* [Work instructions]
**1)** Can you retype the MIDAS documentation excerpt word for word, starting with "WeightFitRMSE float Exponential" and going on through "your parameter file."?
**2)** Would you extend the MIDAS documentation excerpt, picking up right after its final sentence?

* [Excerpt]
————————

MaskFN str Path to a uint8 TIFF mask file. Convention: 0 = valid, 1 = masked (bad pixel). Embedded into the Zarr archive and applied during peak search.
BadPxIntensity float Intensity value representing bad pixels (e.g., -2). Pixels matching this value are masked.
GapIntensity float Intensity value representing detector gaps (e.g., -1). Pixels matching this value are masked.
WeightMask float Weight multiplier applied during refinement to peaks that touch the detector mask. Default: 1.0 (no penalty).
WeightFitRMSE float Exponential decay factor (exp(-RMSE * WeightFitRMSE)) applied during refinement based on the pseudo-Voigt fit's Root Mean Square Error. Default: 0.0 (disabled).

Tip

To create a mask TIFF from a dark frame:

python utils/generate_mask.py dark.tif -1 -2 -o mask.tif

Then add MaskFN mask.tif to your parameter file.


5. Workflow Architecture

flowchart TD
    A[Raw Data + Parameter File] --> B{Convert files?}
    B -->|Yes| C[ffGenerateZipRefactor.py<br/>→ .MIDAS.zip]
    B -->|No| D[Use existing .MIDAS.zip]
    C --> E[GetHKLListZarr<br/>→ hkls.csv]
    D --> E
    E --> F{Do peak search?}
    F -->|Yes| G[PeaksFittingOMPZarrRefactor<br/>→ peak positions]
    F -->|No| H[Use existing peaks]
    G --> I[MergeOverlappingPeaksAllZarr]
    H --> I
    I --> J[CalcRadiusAllZarr<br/>→ grain radii]
    J --> K[FitSetupZarr<br/>→ spot transforms]
    K --> L[SaveBinData<br/>→ binned spots]
    L --> M[IndexerOMP<br/>→ candidate orientations]
    M --> N[FitPosOrStrainsOMP<br/>→ refined positions & strains]
    N --> O[ProcessGrainsZarr<br/>→ Grains.csv + SpotMatrix.csv]

    style A fill:#1a1a2e,stroke:#e94560,color:#fff
    style O fill:#1a1a2e,stroke:#00d4aa,color:#fff
Loading

Stage Descriptions

Stage Binary Description
Data Conversion ffGenerateZipRefactor.py Converts raw GE/HDF5 frames into a Zarr-compressed ZIP archive
HKL Generation GetHKLListZarr Computes expected (h,k,l) reflections from crystal structure
Peak Search PeaksFittingOMPZarrRefactor Identifies and fits diffraction peaks in 2D frames (parallelized). Also writes _PX.bin pixel coordinate files.

————————

* [Extracted information]
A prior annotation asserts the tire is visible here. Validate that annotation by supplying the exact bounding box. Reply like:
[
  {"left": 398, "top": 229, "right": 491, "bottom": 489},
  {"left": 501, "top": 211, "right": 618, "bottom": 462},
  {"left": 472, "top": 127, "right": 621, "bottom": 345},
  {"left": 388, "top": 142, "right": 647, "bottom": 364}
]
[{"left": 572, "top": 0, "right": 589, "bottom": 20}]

————————

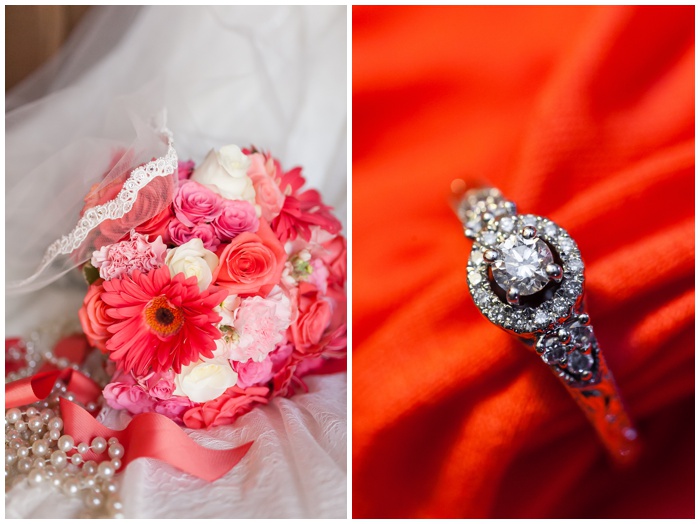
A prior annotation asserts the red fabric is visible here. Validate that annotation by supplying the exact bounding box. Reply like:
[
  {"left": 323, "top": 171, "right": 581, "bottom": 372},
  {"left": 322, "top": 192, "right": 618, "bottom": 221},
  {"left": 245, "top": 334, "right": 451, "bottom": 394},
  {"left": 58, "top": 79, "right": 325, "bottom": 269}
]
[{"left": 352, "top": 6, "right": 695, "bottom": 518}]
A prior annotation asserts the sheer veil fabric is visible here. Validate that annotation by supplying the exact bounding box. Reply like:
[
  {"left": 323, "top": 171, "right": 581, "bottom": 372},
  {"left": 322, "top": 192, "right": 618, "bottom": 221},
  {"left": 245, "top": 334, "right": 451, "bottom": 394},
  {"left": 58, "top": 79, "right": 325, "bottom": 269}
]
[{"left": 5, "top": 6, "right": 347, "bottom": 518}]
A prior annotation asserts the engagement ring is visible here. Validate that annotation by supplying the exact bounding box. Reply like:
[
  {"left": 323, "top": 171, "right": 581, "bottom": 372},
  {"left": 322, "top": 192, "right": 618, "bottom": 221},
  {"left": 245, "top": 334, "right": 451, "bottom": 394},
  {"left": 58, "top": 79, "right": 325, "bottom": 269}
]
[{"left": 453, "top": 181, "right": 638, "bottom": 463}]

————————

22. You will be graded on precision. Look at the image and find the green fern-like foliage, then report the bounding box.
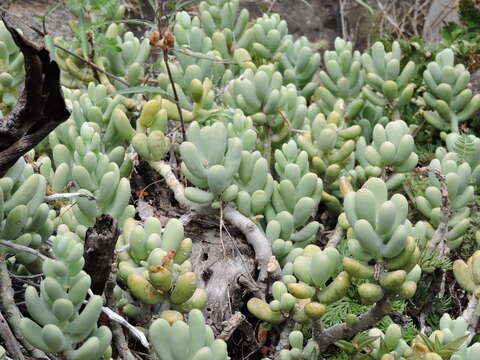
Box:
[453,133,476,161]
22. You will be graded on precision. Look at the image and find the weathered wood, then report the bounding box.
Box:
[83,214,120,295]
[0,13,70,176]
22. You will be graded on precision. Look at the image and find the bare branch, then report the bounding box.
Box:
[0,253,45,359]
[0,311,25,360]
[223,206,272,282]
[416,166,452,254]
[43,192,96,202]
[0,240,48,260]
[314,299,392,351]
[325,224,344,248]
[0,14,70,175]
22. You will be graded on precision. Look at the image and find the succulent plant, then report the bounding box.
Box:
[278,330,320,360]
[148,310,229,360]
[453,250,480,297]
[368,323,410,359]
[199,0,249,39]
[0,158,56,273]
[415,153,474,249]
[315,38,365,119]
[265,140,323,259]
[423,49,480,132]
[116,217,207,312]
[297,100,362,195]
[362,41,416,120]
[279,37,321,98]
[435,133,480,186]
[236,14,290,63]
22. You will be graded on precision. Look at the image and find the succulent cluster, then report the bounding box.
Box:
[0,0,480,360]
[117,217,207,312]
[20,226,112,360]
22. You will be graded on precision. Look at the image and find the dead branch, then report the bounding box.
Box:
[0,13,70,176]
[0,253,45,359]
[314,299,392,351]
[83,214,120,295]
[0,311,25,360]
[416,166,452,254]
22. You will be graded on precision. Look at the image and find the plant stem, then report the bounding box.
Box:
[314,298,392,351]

————————

* [Answers to each task]
**1)**
WeightFitRMSE float Exponential decay factor (exp(-RMSE * WeightFitRMSE)) applied during refinement based on the pseudo-Voigt fit's Root Mean Square Error. Default: 0.0 (disabled).

Tip

To create a mask TIFF from a dark frame:

python utils/generate_mask.py dark.tif -1 -2 -o mask.tif

Then add MaskFN mask.tif to your parameter file.

**2)**
Peak Merging MergeOverlappingPeaksAllZarr Merges peaks split across adjacent frames (distance-based or pixel-overlap mode)
Radius Calculation CalcRadiusAllZarr Estimates grain radii from integrated intensities
Data Transform FitSetupZarr Converts detector coordinates to sample-frame coordinates
Binning SaveBinData Bins spots by angular position for efficient search
Indexing IndexerOMP Identifies grain orientations via combinatorial search (parallelized)
Refinement FitPosOrStrainsOMP Refines grain orientations, positions, and lattice strains (parallelized)
Grain Processing ProcessGrainsZarr Consolidates indexed grains, removes duplicates, computes strain tensors

6. Technical Implementation Details

This section provides an in-depth look at the algorithms used in the core binaries, based on the C source code.

6.1. Peak Search (PeaksFittingOMPZarrRefactor.c)

The peak search identifies diffraction spots in the raw detector images.

  • Preprocessing: The code applies a dark field subtraction (implicit in the image correlation step).

  • Connected Components Analysis (CCA):

    • It uses an iterative Depth-First Search (DFS) algorithm to label connected regions of pixels that exceed a user-defined intensity threshold.
    • Stack-based iteration is used instead of recursion to prevent stack overflow on large spots.
  • Peak Finding: Within each connected component, the algorithm searches for regional maxima. A pixel is identified as a peak if its intensity is strictly greater than all its 8 neighbors.

  • Fitting:

    • A height-normalized Pseudo-Voigt profile is fitted to each identified peak. The Gaussian and Lorentzian components share a single FWHM (Gamma), with a mixing parameter Mu interpolating between the two profiles.
    • When doPeakFit 0 is set, fitting is skipped and each connected component is treated as a single peak using its centroid.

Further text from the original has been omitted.